__Data in this exercise__:
——————

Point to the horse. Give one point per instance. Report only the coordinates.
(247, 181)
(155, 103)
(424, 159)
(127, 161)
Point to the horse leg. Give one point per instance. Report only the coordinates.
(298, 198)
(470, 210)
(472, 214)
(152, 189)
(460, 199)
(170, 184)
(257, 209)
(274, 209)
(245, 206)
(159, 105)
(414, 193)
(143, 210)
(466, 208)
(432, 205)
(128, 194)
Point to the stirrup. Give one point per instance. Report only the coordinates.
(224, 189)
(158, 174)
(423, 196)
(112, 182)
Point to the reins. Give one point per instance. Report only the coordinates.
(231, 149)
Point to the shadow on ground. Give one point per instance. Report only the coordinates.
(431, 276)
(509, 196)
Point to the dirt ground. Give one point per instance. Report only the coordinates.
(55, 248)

——————

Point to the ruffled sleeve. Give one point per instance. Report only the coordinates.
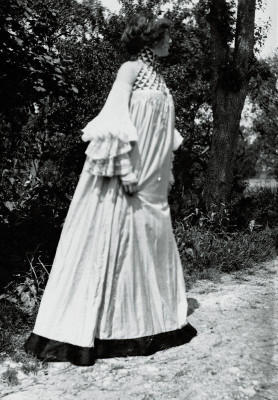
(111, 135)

——————

__The task__: Report, copied in full, every line in the records above that contains the word "only".

__Complete answer__:
Point to the horse. Give one point per instance. Report only the coordinates.
Point to the horse leg. Give one point per instance. Report only the coordinates.
Point to the stirrup. Give one point per instance. Report only the coordinates.
Point to the reins. Give one point per instance. Report only the coordinates.
Point to the shadow on ground. Give one point per instance. Report only the coordinates.
Point to the dirt ground. Give one point per instance. Report only the coordinates.
Point to the ruffled sleeve. Give one point per instance. Report only the coordinates.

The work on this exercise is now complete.